#### [Goal of the exercise]
Rewrite the lines below as a numbered list, skipping any blank lines. Leave the picture out.

#### [Task input]

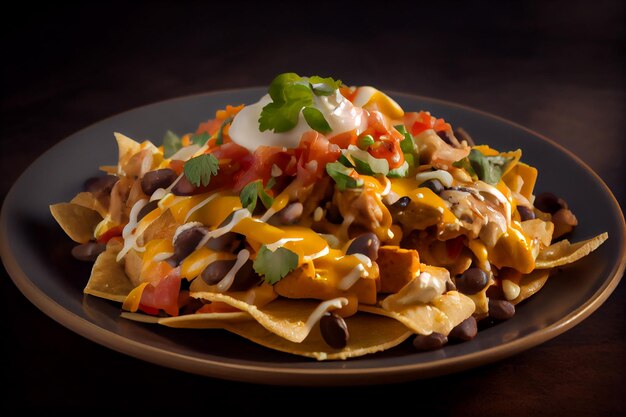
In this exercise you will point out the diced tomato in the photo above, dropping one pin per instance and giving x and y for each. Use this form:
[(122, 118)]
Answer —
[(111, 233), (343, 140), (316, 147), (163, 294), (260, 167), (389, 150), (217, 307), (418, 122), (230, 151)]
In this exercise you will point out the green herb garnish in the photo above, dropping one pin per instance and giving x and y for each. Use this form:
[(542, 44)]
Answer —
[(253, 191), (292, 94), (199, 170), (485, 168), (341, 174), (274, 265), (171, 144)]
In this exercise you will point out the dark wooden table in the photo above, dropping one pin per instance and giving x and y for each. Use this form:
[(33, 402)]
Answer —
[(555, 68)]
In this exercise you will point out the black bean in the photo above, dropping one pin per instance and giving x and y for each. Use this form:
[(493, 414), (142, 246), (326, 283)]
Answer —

#### [Correct result]
1. In this exercise you will point out the diced tomato in the photo above, dropping one pin per instance and giving x and y for each. Use this form:
2. [(122, 118)]
3. Answer —
4. [(111, 233), (343, 140), (316, 147), (163, 294), (260, 167), (389, 150), (217, 307), (418, 122), (230, 151)]
5. In this exercise you will point out the green herb garnish in the photo above, dropping one pin per instance and giving x and y for each. Use this form:
6. [(542, 44)]
7. Answer —
8. [(253, 191), (292, 94), (199, 170), (485, 168), (341, 174), (274, 265), (171, 144)]
9. In this exercise you will point out the dark wooden table in the photo above, dropping one pin per instance and giving x and y for each. Use this form:
10. [(33, 402)]
11. Answer —
12. [(555, 68)]
13. In this exercise you will point out the black bean in the photo above, dropping one pin per instance and giving x and y for each. Use this form:
14. [(493, 414), (142, 246), (326, 283)]
15. Answer —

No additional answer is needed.